Reproduce every item below word for word. Leave the pictures out of your copy.
++++++++++
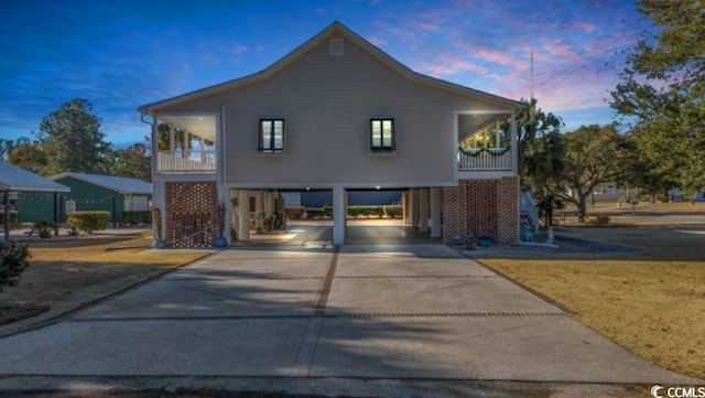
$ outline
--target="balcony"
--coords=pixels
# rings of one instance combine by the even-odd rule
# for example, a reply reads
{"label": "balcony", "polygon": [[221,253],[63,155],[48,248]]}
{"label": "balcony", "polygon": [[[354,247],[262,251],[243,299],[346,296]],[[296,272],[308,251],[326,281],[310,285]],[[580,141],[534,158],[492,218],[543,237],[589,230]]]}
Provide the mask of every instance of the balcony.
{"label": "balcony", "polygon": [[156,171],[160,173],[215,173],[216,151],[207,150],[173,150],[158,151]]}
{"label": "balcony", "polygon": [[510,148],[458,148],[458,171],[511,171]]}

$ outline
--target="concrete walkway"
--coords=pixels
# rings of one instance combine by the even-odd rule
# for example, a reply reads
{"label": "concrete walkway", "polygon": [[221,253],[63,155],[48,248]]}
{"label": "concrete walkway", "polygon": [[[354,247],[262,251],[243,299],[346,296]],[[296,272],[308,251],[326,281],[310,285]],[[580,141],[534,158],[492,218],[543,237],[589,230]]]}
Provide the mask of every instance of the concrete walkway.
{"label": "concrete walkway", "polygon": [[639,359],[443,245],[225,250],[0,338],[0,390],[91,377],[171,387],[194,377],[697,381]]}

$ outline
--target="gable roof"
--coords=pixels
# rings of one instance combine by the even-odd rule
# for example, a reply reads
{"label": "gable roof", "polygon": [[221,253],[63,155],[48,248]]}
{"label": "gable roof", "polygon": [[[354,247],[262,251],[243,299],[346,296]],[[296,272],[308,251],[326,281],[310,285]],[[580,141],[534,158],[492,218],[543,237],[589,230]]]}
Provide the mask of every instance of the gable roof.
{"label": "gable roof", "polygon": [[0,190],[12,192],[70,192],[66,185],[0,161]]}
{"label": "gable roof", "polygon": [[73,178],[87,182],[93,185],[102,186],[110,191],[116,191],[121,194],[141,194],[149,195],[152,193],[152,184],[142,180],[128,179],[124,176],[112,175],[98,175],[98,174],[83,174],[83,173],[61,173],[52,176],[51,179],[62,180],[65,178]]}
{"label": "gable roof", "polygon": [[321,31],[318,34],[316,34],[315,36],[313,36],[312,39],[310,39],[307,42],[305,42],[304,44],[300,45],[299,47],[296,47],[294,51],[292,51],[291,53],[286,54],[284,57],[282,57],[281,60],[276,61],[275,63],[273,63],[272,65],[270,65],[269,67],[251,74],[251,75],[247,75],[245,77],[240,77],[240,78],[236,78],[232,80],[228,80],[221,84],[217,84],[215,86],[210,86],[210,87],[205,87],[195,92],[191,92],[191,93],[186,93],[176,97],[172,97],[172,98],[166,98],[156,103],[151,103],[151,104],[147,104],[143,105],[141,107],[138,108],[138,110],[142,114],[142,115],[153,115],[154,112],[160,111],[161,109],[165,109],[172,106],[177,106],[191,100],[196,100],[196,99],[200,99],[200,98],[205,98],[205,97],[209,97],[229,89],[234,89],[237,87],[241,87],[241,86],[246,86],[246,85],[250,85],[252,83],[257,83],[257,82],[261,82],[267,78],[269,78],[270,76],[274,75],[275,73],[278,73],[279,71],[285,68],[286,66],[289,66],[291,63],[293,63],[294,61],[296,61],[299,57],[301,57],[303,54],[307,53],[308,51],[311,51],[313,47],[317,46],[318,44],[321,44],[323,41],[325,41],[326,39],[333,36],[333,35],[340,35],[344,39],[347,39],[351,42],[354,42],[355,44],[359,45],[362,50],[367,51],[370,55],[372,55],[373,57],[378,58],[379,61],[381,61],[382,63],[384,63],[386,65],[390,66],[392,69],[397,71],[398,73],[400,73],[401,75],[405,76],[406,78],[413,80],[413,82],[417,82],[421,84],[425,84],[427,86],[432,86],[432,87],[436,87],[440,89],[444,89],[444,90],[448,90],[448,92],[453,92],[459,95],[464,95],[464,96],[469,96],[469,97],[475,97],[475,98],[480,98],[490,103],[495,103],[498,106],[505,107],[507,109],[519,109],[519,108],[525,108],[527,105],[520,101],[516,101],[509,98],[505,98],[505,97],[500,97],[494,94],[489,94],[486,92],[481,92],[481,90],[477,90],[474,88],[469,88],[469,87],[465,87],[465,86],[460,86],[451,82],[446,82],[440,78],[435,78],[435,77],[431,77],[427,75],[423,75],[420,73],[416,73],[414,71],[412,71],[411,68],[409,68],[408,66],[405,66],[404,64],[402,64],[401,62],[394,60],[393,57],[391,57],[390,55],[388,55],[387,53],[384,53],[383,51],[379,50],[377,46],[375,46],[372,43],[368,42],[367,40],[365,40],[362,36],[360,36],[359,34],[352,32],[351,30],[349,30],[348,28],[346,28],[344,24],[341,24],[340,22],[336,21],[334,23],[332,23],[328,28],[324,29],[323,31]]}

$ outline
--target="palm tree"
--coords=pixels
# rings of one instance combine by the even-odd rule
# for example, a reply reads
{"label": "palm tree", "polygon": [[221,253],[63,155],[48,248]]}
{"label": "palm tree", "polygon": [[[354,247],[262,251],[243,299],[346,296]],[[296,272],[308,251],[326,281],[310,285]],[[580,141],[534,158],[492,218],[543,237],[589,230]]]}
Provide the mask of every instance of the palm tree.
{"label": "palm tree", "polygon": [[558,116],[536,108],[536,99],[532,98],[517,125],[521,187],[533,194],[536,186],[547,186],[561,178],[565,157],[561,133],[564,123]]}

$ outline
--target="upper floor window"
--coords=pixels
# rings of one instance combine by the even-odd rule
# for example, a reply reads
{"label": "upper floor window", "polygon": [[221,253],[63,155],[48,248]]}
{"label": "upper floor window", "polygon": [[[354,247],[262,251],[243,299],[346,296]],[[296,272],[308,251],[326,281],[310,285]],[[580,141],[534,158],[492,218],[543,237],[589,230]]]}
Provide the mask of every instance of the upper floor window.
++++++++++
=== Exercise solution ===
$ outline
--target="balcony"
--coords=pixels
# rings of one instance combine by the even-odd rule
# for example, a reply reads
{"label": "balcony", "polygon": [[221,253],[63,155],[48,248]]}
{"label": "balcony", "polygon": [[[354,247],[262,251],[243,299],[346,296]],[[296,272],[308,251],[326,281],[310,285]],[[580,141],[534,158],[492,218],[543,237],[589,230]]]}
Provide the mask of every instance of the balcony.
{"label": "balcony", "polygon": [[156,171],[160,173],[215,173],[216,151],[207,150],[173,150],[158,151]]}
{"label": "balcony", "polygon": [[510,148],[458,148],[458,171],[511,171]]}

$ outline
--target="concrete walkway"
--coords=pixels
# rings of one instance combine by the even-odd rule
# for example, a reply reads
{"label": "concrete walkway", "polygon": [[221,253],[63,155],[48,248]]}
{"label": "concrete walkway", "polygon": [[[354,247],[262,251],[243,299],[346,296]],[[296,272],[308,251],[326,281],[310,285]],[[580,141],[534,158],[492,218],[543,237],[589,230]]]}
Provide the mask of every instance of the concrete walkway.
{"label": "concrete walkway", "polygon": [[639,359],[443,245],[225,250],[0,338],[0,390],[91,377],[171,387],[194,377],[697,381]]}

$ outline
--target="gable roof"
--coords=pixels
# rings of one instance combine by the even-odd rule
# for example, a reply reads
{"label": "gable roof", "polygon": [[221,253],[63,155],[48,248]]}
{"label": "gable roof", "polygon": [[[354,247],[262,251],[243,299],[346,296]],[[296,272],[308,251],[326,281],[310,285]],[[580,141],[534,158],[492,218],[543,237],[589,230]]]}
Provide the mask of every instance of the gable roof.
{"label": "gable roof", "polygon": [[0,190],[12,192],[70,192],[66,185],[0,161]]}
{"label": "gable roof", "polygon": [[73,178],[87,182],[93,185],[102,186],[110,191],[116,191],[121,194],[141,194],[149,195],[152,193],[152,184],[142,180],[128,179],[124,176],[112,175],[98,175],[98,174],[83,174],[83,173],[61,173],[52,176],[51,179],[62,180],[65,178]]}
{"label": "gable roof", "polygon": [[321,31],[318,34],[316,34],[315,36],[313,36],[312,39],[310,39],[307,42],[305,42],[304,44],[300,45],[299,47],[296,47],[294,51],[292,51],[291,53],[286,54],[284,57],[282,57],[281,60],[276,61],[275,63],[273,63],[272,65],[270,65],[269,67],[251,74],[251,75],[247,75],[245,77],[240,77],[240,78],[236,78],[232,80],[228,80],[221,84],[217,84],[215,86],[210,86],[210,87],[205,87],[195,92],[191,92],[191,93],[186,93],[176,97],[172,97],[172,98],[166,98],[156,103],[151,103],[151,104],[147,104],[143,105],[141,107],[138,108],[138,110],[142,114],[142,115],[153,115],[154,112],[160,111],[161,109],[165,109],[172,106],[177,106],[191,100],[196,100],[196,99],[200,99],[200,98],[205,98],[205,97],[209,97],[229,89],[234,89],[237,87],[241,87],[241,86],[246,86],[246,85],[250,85],[252,83],[257,83],[257,82],[261,82],[267,78],[269,78],[270,76],[274,75],[275,73],[278,73],[279,71],[285,68],[286,66],[289,66],[291,63],[293,63],[294,61],[296,61],[299,57],[301,57],[303,54],[307,53],[308,51],[311,51],[313,47],[317,46],[318,44],[321,44],[323,41],[325,41],[326,39],[333,36],[333,35],[340,35],[344,39],[347,39],[351,42],[354,42],[355,44],[359,45],[362,50],[367,51],[370,55],[372,55],[373,57],[378,58],[379,61],[381,61],[382,63],[384,63],[386,65],[390,66],[392,69],[397,71],[398,73],[400,73],[401,75],[405,76],[406,78],[413,80],[413,82],[417,82],[421,84],[425,84],[427,86],[432,86],[432,87],[436,87],[440,89],[444,89],[444,90],[448,90],[448,92],[453,92],[459,95],[464,95],[464,96],[469,96],[469,97],[475,97],[475,98],[480,98],[490,103],[495,103],[498,106],[505,107],[507,109],[519,109],[519,108],[525,108],[527,105],[520,101],[516,101],[509,98],[505,98],[505,97],[500,97],[494,94],[489,94],[486,92],[481,92],[481,90],[477,90],[474,88],[469,88],[469,87],[465,87],[465,86],[460,86],[451,82],[446,82],[440,78],[435,78],[435,77],[431,77],[427,75],[423,75],[420,73],[416,73],[414,71],[412,71],[411,68],[409,68],[408,66],[405,66],[404,64],[402,64],[401,62],[394,60],[393,57],[391,57],[390,55],[388,55],[387,53],[384,53],[383,51],[379,50],[377,46],[375,46],[372,43],[368,42],[367,40],[365,40],[362,36],[360,36],[359,34],[352,32],[351,30],[349,30],[348,28],[346,28],[344,24],[341,24],[340,22],[336,21],[334,23],[332,23],[328,28],[324,29],[323,31]]}

$ outline
--target="palm tree"
--coords=pixels
# rings of one instance combine by the even-odd rule
# for example, a reply reads
{"label": "palm tree", "polygon": [[221,253],[63,155],[48,248]]}
{"label": "palm tree", "polygon": [[[354,247],[262,251],[243,299],[346,296]],[[296,272],[308,251],[326,281],[310,285]],[[580,141],[534,158],[492,218],[543,237],[589,230]]]}
Provide the mask of every instance of the palm tree.
{"label": "palm tree", "polygon": [[558,116],[536,108],[536,99],[532,98],[517,125],[521,187],[533,194],[536,186],[547,186],[561,178],[565,157],[561,133],[564,123]]}

$ outline
--target="upper floor window"
--coords=pixels
# rings of one instance combine by the even-odd rule
# for example, a reply reads
{"label": "upper floor window", "polygon": [[221,253],[63,155],[48,248]]}
{"label": "upper floor window", "polygon": [[[354,247],[262,251],[243,299],[346,296]],[[296,272],[308,251],[326,281],[310,285]],[[580,141],[534,158],[492,218],[543,237],[589,230]]]}
Provide the mask of every instance of the upper floor window.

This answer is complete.